* **Action item**:
Only lines that contain the word "trace" are to be returned from the data below.

* **Study material**:
Segment Open
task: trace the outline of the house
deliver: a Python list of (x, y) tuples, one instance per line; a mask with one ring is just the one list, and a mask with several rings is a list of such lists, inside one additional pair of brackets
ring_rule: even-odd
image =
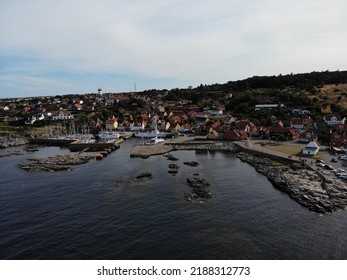
[(317, 141), (311, 140), (303, 149), (302, 153), (306, 156), (315, 156), (319, 152), (319, 147), (320, 145)]
[(74, 116), (66, 110), (60, 110), (58, 115), (52, 116), (54, 121), (72, 120), (73, 118)]
[(346, 134), (332, 134), (330, 137), (330, 148), (334, 147), (347, 148), (347, 135)]
[(347, 124), (337, 124), (334, 127), (336, 133), (342, 134), (347, 132)]
[(83, 106), (80, 103), (75, 103), (74, 104), (74, 109), (77, 111), (81, 111), (83, 108)]
[(304, 128), (304, 120), (303, 119), (291, 119), (290, 127), (295, 128), (296, 130), (302, 130)]
[(323, 117), (323, 120), (327, 125), (337, 125), (344, 124), (346, 118), (338, 115), (326, 115)]
[(221, 139), (233, 141), (245, 140), (247, 139), (247, 133), (244, 131), (236, 132), (235, 130), (228, 130), (224, 132)]
[(317, 141), (317, 133), (313, 130), (303, 131), (299, 134), (299, 142), (309, 143), (311, 140)]
[(109, 119), (105, 122), (105, 129), (107, 131), (114, 131), (118, 127), (118, 122), (116, 118)]
[(272, 126), (269, 127), (268, 131), (270, 138), (283, 139), (292, 141), (298, 137), (295, 129), (282, 127), (282, 126)]

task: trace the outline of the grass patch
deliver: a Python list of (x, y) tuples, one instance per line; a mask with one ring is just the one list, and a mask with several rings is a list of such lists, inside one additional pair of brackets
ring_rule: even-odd
[(285, 164), (277, 160), (271, 160), (271, 165), (274, 167), (277, 167), (277, 166), (284, 166)]
[(267, 145), (266, 148), (272, 151), (281, 152), (291, 156), (300, 156), (304, 147), (301, 145)]

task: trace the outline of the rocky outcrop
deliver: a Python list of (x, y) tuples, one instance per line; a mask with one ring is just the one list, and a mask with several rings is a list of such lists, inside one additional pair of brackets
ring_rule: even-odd
[(187, 183), (193, 189), (190, 193), (185, 193), (185, 198), (191, 202), (203, 202), (204, 199), (212, 197), (212, 193), (209, 191), (210, 185), (203, 178), (188, 177)]
[(178, 161), (178, 158), (174, 157), (172, 154), (165, 154), (164, 157), (166, 157), (167, 160)]
[(18, 167), (26, 171), (64, 171), (71, 170), (72, 165), (85, 164), (93, 158), (92, 156), (80, 154), (58, 155), (47, 158), (29, 159), (28, 161), (30, 162), (21, 163)]
[(199, 163), (196, 162), (196, 161), (185, 161), (183, 162), (184, 165), (188, 165), (188, 166), (191, 166), (191, 167), (197, 167), (199, 166)]
[(239, 153), (238, 157), (267, 176), (269, 181), (308, 209), (326, 213), (347, 206), (347, 185), (331, 174), (318, 173), (304, 164), (274, 167), (267, 158)]
[(25, 145), (28, 143), (28, 139), (26, 137), (15, 135), (8, 137), (0, 137), (0, 148), (6, 149), (8, 147)]
[(177, 164), (174, 164), (174, 163), (169, 164), (168, 167), (170, 169), (168, 171), (168, 173), (171, 175), (176, 175), (178, 173), (179, 168), (180, 168)]

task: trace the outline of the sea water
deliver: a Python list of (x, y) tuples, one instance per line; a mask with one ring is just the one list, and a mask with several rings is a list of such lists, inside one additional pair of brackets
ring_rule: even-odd
[[(347, 258), (347, 211), (309, 211), (234, 153), (130, 158), (140, 141), (63, 172), (17, 164), (67, 149), (0, 151), (22, 153), (0, 157), (0, 259)], [(176, 175), (168, 173), (170, 163), (179, 166)], [(136, 179), (141, 172), (152, 178)], [(211, 199), (185, 199), (191, 176), (209, 182)]]

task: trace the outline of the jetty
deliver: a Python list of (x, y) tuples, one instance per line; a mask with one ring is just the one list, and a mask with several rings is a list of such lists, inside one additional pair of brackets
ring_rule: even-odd
[(29, 144), (68, 147), (75, 139), (67, 138), (30, 138)]
[(80, 151), (104, 151), (106, 149), (116, 150), (120, 144), (123, 143), (124, 139), (116, 139), (109, 142), (83, 142), (76, 140), (68, 145), (71, 152)]
[(148, 158), (154, 155), (166, 154), (171, 151), (180, 150), (207, 150), (234, 152), (235, 145), (229, 141), (202, 141), (195, 140), (194, 137), (183, 136), (166, 139), (163, 142), (152, 145), (136, 145), (130, 152), (131, 157)]

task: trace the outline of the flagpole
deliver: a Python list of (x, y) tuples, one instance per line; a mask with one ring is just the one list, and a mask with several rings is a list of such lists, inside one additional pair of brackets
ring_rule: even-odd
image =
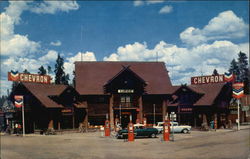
Segment Closed
* **Response area**:
task: trace the outline of the house
task: trace the outline of the grass patch
task: trace the outline of the rocky outcrop
task: trace the outline of the sea water
task: trace the outline of the jetty
task: trace the outline of the flagpole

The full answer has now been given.